Source excerpt —
SECURITIES AND EXCHANGE COMMISSION
Washington, D.C. 20549

FORM 8-K

CURRENT REPORT
Pursuant to Section 13 or 15(d)
of the Securities Exchange Act of 1934

Date of Report (Date of earliest event reported): February 25, 2014
 
KALEX CORP.
(Exact Name Of Registrant As Specified In Its Charter)

Delaware
(State or Other Jurisdiction of Incorporation)
 
000-52177
 
13-3305161
(Commission File Number)
 
(I.R.S. Employer Identification No.)
     
330 E 33rd Street Suite 15M New York, NY
 
10016
(Address of Principal Executive Offices)
 
(Zip Code)
 
212-686-7171
(Registrant’s Telephone Number, Including Area Code)
 
(Former Name or Former Address, if Changed Since Last Report)

Check the appropriate box below if the Form 8-K filing is intended to simultaneously satisfy the filing obligation of the registrant under any of the following provisions (see General Instruction A.2. below):

o
Written communications pursuant to Rule 425 under the Securities Act (17 CFR 230.425)

o
Soliciting material pursuant to Rule 14a-12 under the Exchange Act (17 CFR 240.14a-12)

o
Pre-commencement communications pursuant to Rule 14d-2(b) under the Exchange Act (17 CFR 240.14d-2(b))

o
Pre-commencement communications pursuant to Rule 13e-4(c) under the Exchange Act (17 CFR 240.13e-4(c))

Provided information —
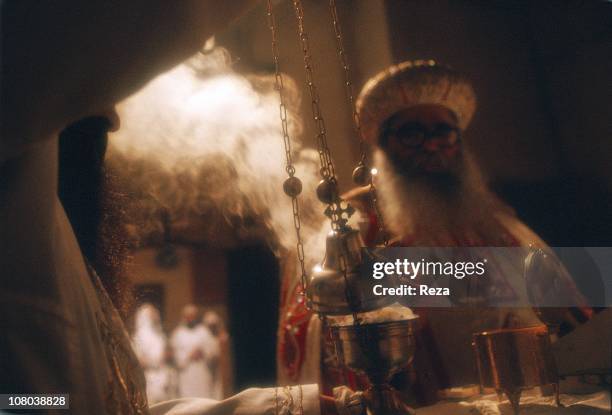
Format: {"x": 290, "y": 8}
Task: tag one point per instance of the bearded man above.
{"x": 430, "y": 194}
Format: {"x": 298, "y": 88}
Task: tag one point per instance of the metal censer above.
{"x": 376, "y": 350}
{"x": 511, "y": 360}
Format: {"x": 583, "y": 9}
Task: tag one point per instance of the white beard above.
{"x": 433, "y": 213}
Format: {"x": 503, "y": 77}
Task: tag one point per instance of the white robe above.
{"x": 149, "y": 343}
{"x": 195, "y": 376}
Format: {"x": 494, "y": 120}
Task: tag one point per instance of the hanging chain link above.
{"x": 335, "y": 210}
{"x": 327, "y": 166}
{"x": 289, "y": 167}
{"x": 348, "y": 85}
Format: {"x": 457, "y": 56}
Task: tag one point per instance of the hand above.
{"x": 348, "y": 402}
{"x": 196, "y": 355}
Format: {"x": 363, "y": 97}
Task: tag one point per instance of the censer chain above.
{"x": 292, "y": 185}
{"x": 363, "y": 163}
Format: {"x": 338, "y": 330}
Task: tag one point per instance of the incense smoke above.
{"x": 202, "y": 143}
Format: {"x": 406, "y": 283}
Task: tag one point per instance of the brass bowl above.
{"x": 377, "y": 350}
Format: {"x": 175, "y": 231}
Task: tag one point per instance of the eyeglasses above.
{"x": 414, "y": 134}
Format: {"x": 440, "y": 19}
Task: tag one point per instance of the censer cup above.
{"x": 511, "y": 360}
{"x": 378, "y": 351}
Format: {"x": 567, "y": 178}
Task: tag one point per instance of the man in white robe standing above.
{"x": 196, "y": 351}
{"x": 151, "y": 347}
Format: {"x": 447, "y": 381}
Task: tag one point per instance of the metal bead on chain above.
{"x": 292, "y": 186}
{"x": 327, "y": 191}
{"x": 362, "y": 175}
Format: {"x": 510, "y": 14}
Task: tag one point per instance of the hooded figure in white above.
{"x": 150, "y": 345}
{"x": 196, "y": 352}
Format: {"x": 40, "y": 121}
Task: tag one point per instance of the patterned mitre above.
{"x": 412, "y": 83}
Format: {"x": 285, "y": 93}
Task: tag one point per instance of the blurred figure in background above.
{"x": 195, "y": 351}
{"x": 151, "y": 347}
{"x": 222, "y": 371}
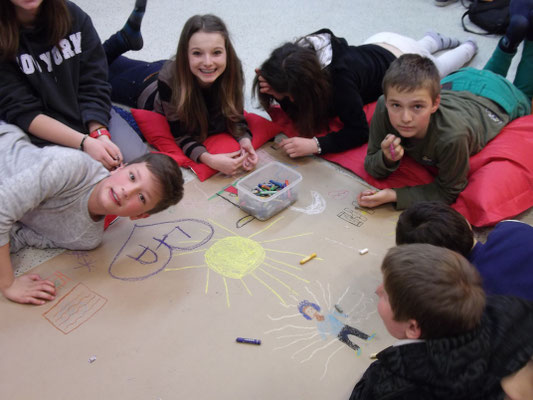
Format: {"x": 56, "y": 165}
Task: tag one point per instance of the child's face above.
{"x": 395, "y": 328}
{"x": 130, "y": 191}
{"x": 410, "y": 112}
{"x": 207, "y": 57}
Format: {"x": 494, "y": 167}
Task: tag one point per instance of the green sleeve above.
{"x": 453, "y": 166}
{"x": 379, "y": 128}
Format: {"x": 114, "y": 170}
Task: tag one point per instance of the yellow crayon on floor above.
{"x": 310, "y": 257}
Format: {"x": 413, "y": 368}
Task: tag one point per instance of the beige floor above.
{"x": 257, "y": 27}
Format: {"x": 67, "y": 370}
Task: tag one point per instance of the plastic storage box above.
{"x": 265, "y": 207}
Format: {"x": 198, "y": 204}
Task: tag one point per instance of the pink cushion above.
{"x": 500, "y": 178}
{"x": 156, "y": 131}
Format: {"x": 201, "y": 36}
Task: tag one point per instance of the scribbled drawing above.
{"x": 333, "y": 327}
{"x": 83, "y": 259}
{"x": 363, "y": 210}
{"x": 338, "y": 194}
{"x": 137, "y": 260}
{"x": 316, "y": 207}
{"x": 59, "y": 279}
{"x": 329, "y": 323}
{"x": 75, "y": 308}
{"x": 238, "y": 259}
{"x": 354, "y": 217}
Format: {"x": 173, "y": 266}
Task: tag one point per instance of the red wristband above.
{"x": 100, "y": 132}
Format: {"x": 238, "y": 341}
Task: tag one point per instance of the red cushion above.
{"x": 156, "y": 131}
{"x": 500, "y": 178}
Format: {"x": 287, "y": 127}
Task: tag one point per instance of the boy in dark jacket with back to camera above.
{"x": 454, "y": 343}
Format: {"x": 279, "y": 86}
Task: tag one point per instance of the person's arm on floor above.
{"x": 28, "y": 288}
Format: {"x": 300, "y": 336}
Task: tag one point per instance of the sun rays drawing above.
{"x": 226, "y": 255}
{"x": 317, "y": 327}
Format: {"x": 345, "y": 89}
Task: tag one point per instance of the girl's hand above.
{"x": 374, "y": 198}
{"x": 227, "y": 163}
{"x": 392, "y": 149}
{"x": 264, "y": 87}
{"x": 250, "y": 161}
{"x": 30, "y": 289}
{"x": 104, "y": 150}
{"x": 298, "y": 147}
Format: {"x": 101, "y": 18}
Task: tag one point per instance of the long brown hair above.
{"x": 295, "y": 70}
{"x": 186, "y": 92}
{"x": 53, "y": 15}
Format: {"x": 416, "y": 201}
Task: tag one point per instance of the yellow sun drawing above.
{"x": 239, "y": 258}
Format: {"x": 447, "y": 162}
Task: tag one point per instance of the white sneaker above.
{"x": 442, "y": 3}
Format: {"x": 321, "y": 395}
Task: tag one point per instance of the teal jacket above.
{"x": 492, "y": 86}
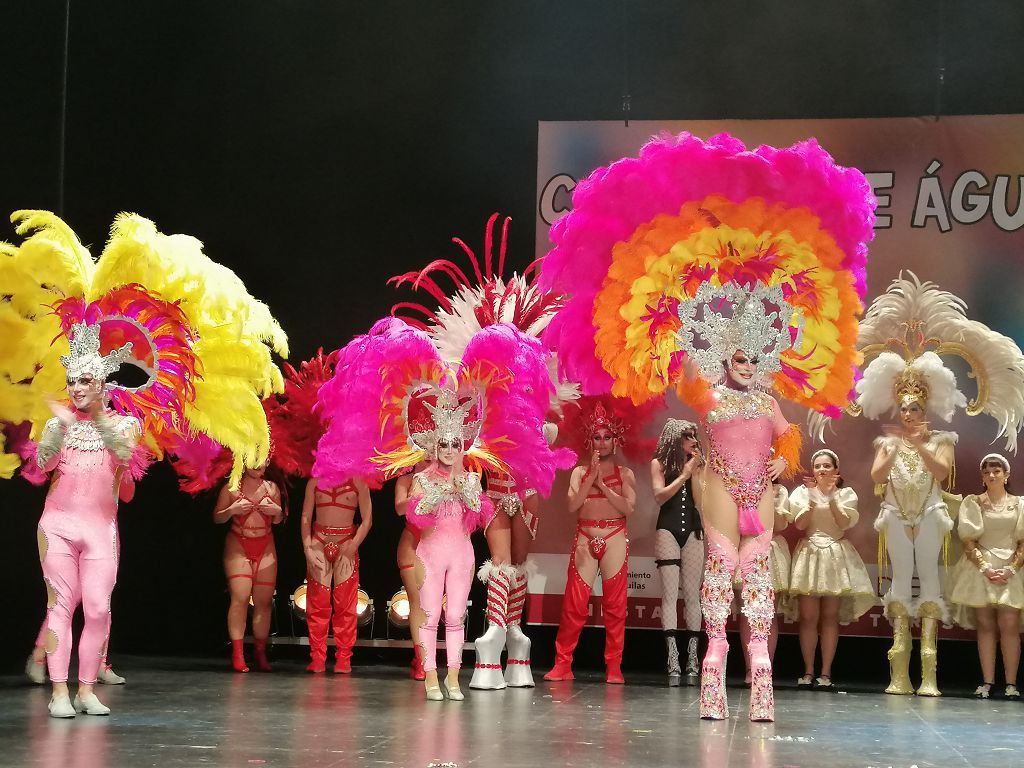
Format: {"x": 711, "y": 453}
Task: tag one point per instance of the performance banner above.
{"x": 949, "y": 194}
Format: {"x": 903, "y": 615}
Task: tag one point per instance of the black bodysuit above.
{"x": 679, "y": 514}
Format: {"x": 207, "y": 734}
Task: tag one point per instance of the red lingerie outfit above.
{"x": 343, "y": 596}
{"x": 577, "y": 600}
{"x": 254, "y": 547}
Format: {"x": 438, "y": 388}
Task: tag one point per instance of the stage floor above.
{"x": 183, "y": 713}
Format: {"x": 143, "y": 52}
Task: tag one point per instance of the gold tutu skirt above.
{"x": 825, "y": 567}
{"x": 968, "y": 589}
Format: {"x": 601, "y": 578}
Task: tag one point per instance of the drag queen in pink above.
{"x": 720, "y": 272}
{"x": 87, "y": 452}
{"x": 393, "y": 402}
{"x": 448, "y": 504}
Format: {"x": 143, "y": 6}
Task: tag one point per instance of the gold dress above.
{"x": 996, "y": 531}
{"x": 824, "y": 564}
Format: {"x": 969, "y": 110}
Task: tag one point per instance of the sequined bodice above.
{"x": 911, "y": 487}
{"x": 86, "y": 478}
{"x": 1000, "y": 524}
{"x": 443, "y": 497}
{"x": 740, "y": 430}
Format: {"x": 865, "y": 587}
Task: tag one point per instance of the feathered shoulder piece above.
{"x": 905, "y": 334}
{"x": 680, "y": 257}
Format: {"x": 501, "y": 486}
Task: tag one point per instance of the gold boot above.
{"x": 930, "y": 613}
{"x": 899, "y": 653}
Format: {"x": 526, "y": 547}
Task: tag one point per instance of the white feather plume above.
{"x": 921, "y": 313}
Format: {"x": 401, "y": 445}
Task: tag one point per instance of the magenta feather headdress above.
{"x": 646, "y": 232}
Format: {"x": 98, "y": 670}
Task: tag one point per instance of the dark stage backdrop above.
{"x": 320, "y": 147}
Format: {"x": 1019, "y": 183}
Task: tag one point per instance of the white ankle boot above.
{"x": 109, "y": 677}
{"x": 487, "y": 674}
{"x": 89, "y": 705}
{"x": 518, "y": 673}
{"x": 36, "y": 671}
{"x": 60, "y": 707}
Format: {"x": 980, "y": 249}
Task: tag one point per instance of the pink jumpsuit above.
{"x": 448, "y": 518}
{"x": 78, "y": 547}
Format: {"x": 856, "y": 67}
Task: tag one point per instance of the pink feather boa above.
{"x": 612, "y": 202}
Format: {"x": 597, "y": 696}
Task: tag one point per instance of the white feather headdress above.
{"x": 907, "y": 330}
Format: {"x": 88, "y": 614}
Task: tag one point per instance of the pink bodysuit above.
{"x": 448, "y": 517}
{"x": 78, "y": 544}
{"x": 740, "y": 430}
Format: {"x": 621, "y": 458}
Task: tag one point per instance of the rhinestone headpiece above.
{"x": 910, "y": 386}
{"x": 85, "y": 356}
{"x": 601, "y": 419}
{"x": 451, "y": 418}
{"x": 757, "y": 322}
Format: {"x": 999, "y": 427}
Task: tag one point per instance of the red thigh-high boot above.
{"x": 317, "y": 617}
{"x": 716, "y": 598}
{"x": 517, "y": 671}
{"x": 239, "y": 656}
{"x": 759, "y": 606}
{"x": 259, "y": 652}
{"x": 576, "y": 604}
{"x": 345, "y": 597}
{"x": 613, "y": 607}
{"x": 487, "y": 671}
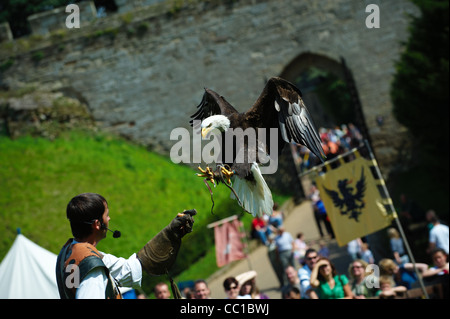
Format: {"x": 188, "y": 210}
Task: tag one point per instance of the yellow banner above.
{"x": 352, "y": 200}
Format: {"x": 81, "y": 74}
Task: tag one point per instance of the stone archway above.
{"x": 304, "y": 62}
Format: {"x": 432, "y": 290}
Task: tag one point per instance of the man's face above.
{"x": 201, "y": 291}
{"x": 162, "y": 292}
{"x": 311, "y": 259}
{"x": 105, "y": 218}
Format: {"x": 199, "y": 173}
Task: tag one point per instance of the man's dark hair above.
{"x": 82, "y": 210}
{"x": 310, "y": 250}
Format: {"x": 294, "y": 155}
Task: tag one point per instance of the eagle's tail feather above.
{"x": 256, "y": 196}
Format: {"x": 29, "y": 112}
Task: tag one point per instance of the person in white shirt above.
{"x": 439, "y": 234}
{"x": 304, "y": 274}
{"x": 83, "y": 272}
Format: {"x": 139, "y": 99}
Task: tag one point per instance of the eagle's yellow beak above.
{"x": 205, "y": 131}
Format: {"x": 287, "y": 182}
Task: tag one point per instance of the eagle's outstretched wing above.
{"x": 212, "y": 104}
{"x": 280, "y": 105}
{"x": 360, "y": 186}
{"x": 337, "y": 201}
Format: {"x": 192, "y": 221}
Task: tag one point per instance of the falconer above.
{"x": 83, "y": 272}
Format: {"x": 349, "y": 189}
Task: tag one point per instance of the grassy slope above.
{"x": 38, "y": 177}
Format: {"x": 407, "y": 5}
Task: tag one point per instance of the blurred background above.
{"x": 91, "y": 109}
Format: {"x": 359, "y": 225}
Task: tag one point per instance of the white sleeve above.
{"x": 128, "y": 272}
{"x": 93, "y": 285}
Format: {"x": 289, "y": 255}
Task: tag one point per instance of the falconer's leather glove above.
{"x": 160, "y": 253}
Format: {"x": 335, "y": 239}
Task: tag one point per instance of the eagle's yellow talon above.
{"x": 227, "y": 174}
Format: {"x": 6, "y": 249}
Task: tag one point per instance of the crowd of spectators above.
{"x": 335, "y": 141}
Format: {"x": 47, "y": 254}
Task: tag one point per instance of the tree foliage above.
{"x": 420, "y": 88}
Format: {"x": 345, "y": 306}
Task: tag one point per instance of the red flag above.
{"x": 229, "y": 246}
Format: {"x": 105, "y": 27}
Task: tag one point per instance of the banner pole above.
{"x": 399, "y": 225}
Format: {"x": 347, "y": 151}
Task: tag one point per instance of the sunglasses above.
{"x": 312, "y": 258}
{"x": 232, "y": 287}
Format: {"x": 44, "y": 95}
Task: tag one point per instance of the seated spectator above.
{"x": 201, "y": 290}
{"x": 247, "y": 281}
{"x": 403, "y": 275}
{"x": 231, "y": 287}
{"x": 360, "y": 286}
{"x": 161, "y": 291}
{"x": 292, "y": 293}
{"x": 276, "y": 219}
{"x": 388, "y": 288}
{"x": 259, "y": 230}
{"x": 439, "y": 234}
{"x": 293, "y": 281}
{"x": 299, "y": 248}
{"x": 440, "y": 264}
{"x": 366, "y": 254}
{"x": 323, "y": 249}
{"x": 304, "y": 274}
{"x": 329, "y": 284}
{"x": 397, "y": 246}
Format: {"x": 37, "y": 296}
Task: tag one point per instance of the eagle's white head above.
{"x": 220, "y": 122}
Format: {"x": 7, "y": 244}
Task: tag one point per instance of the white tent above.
{"x": 28, "y": 272}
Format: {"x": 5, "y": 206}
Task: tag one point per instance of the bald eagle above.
{"x": 280, "y": 110}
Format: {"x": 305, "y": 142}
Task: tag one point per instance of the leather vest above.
{"x": 74, "y": 262}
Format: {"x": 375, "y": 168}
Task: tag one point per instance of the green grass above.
{"x": 144, "y": 191}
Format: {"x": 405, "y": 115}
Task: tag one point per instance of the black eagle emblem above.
{"x": 352, "y": 201}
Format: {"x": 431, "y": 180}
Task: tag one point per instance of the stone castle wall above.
{"x": 142, "y": 71}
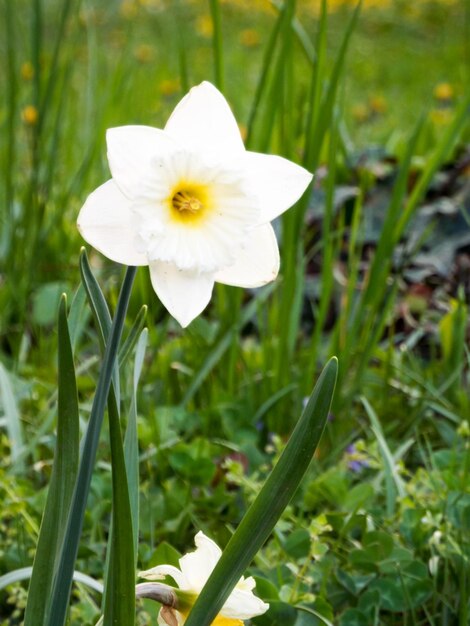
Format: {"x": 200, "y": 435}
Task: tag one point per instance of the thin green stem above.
{"x": 63, "y": 578}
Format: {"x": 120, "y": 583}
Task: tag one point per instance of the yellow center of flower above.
{"x": 189, "y": 202}
{"x": 183, "y": 201}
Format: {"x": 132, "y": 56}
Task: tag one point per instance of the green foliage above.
{"x": 379, "y": 530}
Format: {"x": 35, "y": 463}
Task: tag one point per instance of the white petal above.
{"x": 160, "y": 571}
{"x": 132, "y": 151}
{"x": 243, "y": 605}
{"x": 197, "y": 566}
{"x": 277, "y": 182}
{"x": 184, "y": 293}
{"x": 257, "y": 262}
{"x": 107, "y": 222}
{"x": 204, "y": 122}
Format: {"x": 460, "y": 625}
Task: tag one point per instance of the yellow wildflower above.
{"x": 27, "y": 70}
{"x": 30, "y": 115}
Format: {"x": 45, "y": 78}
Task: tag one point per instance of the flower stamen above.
{"x": 183, "y": 202}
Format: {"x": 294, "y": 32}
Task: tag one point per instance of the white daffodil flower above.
{"x": 191, "y": 203}
{"x": 195, "y": 569}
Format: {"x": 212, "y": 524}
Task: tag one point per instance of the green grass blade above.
{"x": 96, "y": 298}
{"x": 133, "y": 336}
{"x": 13, "y": 419}
{"x": 280, "y": 26}
{"x": 63, "y": 580}
{"x": 393, "y": 481}
{"x": 224, "y": 344}
{"x": 217, "y": 43}
{"x": 275, "y": 495}
{"x": 63, "y": 478}
{"x": 11, "y": 86}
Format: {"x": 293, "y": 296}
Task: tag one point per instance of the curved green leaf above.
{"x": 273, "y": 498}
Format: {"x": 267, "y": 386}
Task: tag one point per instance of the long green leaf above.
{"x": 23, "y": 573}
{"x": 119, "y": 600}
{"x": 68, "y": 554}
{"x": 119, "y": 605}
{"x": 224, "y": 343}
{"x": 273, "y": 498}
{"x": 64, "y": 473}
{"x": 131, "y": 446}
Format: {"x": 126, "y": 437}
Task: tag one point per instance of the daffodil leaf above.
{"x": 63, "y": 578}
{"x": 63, "y": 477}
{"x": 119, "y": 602}
{"x": 133, "y": 336}
{"x": 273, "y": 498}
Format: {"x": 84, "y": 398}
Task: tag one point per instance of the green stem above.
{"x": 63, "y": 577}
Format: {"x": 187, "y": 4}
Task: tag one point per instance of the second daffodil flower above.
{"x": 191, "y": 203}
{"x": 195, "y": 568}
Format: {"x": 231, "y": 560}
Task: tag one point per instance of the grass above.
{"x": 378, "y": 532}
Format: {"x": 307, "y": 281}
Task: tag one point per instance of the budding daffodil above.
{"x": 195, "y": 568}
{"x": 191, "y": 203}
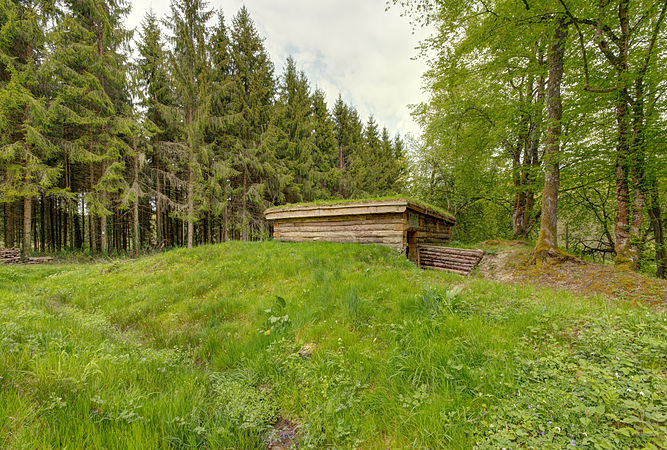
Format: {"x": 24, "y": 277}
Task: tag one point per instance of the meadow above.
{"x": 267, "y": 344}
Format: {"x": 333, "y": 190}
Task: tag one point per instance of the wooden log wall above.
{"x": 385, "y": 229}
{"x": 457, "y": 260}
{"x": 10, "y": 255}
{"x": 13, "y": 256}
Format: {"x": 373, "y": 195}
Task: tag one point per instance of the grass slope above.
{"x": 199, "y": 348}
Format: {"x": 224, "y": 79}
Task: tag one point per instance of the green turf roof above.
{"x": 339, "y": 201}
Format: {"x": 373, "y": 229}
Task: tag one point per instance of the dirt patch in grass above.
{"x": 508, "y": 262}
{"x": 283, "y": 435}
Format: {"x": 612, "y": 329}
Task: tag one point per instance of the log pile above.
{"x": 13, "y": 256}
{"x": 457, "y": 260}
{"x": 10, "y": 255}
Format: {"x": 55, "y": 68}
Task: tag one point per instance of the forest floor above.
{"x": 319, "y": 345}
{"x": 507, "y": 261}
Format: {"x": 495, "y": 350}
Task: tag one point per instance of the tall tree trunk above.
{"x": 91, "y": 220}
{"x": 547, "y": 242}
{"x": 9, "y": 224}
{"x": 27, "y": 222}
{"x": 158, "y": 202}
{"x": 244, "y": 222}
{"x": 135, "y": 188}
{"x": 655, "y": 214}
{"x": 103, "y": 227}
{"x": 191, "y": 206}
{"x": 42, "y": 227}
{"x": 225, "y": 224}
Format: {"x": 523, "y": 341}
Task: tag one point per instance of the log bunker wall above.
{"x": 400, "y": 224}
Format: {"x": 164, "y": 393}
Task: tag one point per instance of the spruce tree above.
{"x": 157, "y": 100}
{"x": 220, "y": 133}
{"x": 90, "y": 113}
{"x": 24, "y": 143}
{"x": 190, "y": 69}
{"x": 252, "y": 155}
{"x": 297, "y": 149}
{"x": 326, "y": 149}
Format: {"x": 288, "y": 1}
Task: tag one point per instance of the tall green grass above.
{"x": 199, "y": 348}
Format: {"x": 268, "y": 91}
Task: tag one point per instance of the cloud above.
{"x": 351, "y": 47}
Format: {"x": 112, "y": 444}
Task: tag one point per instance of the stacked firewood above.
{"x": 458, "y": 260}
{"x": 13, "y": 256}
{"x": 10, "y": 255}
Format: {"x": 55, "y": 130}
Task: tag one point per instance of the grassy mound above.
{"x": 207, "y": 348}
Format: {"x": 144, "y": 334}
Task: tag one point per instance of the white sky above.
{"x": 351, "y": 47}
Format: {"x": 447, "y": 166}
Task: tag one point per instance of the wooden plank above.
{"x": 460, "y": 272}
{"x": 343, "y": 208}
{"x": 339, "y": 210}
{"x": 323, "y": 236}
{"x": 451, "y": 250}
{"x": 392, "y": 242}
{"x": 323, "y": 226}
{"x": 379, "y": 218}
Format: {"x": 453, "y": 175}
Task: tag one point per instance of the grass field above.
{"x": 200, "y": 348}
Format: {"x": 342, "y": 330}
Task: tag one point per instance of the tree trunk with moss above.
{"x": 547, "y": 243}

Objectives —
[a] According to the 8-K cover page, in which state is Kalex Corp. incorporated?
[b] Check each statement against the 8-K cover page and answer yes or no, quoting the words that decide it: (i) The registrant is named Kalex Corp. (ii) The report is filed under the Securities Act of 1933. (iii) The registrant's telephone number is 212-686-7171.
[c] Reproduce the part of the 8-K cover page starting with "Date of Report" and going on through "(Commission File Number)".
The data has nothing to do with the 8-K cover page.

Exercise responses —
[a] Delaware.

[b]
(i) Yes: "KALEX CORP."
(ii) No: "of the Securities Exchange Act of 1934"
(iii) Yes: "212-686-7171"

[c]
Date of Report (Date of earliest event reported): February 25, 2014
 
KALEX CORP.
(Exact Name Of Registrant As Specified In Its Charter)

Delaware
(State or Other Jurisdiction of Incorporation)
 
000-52177
 
13-3305161
(Commission File Number)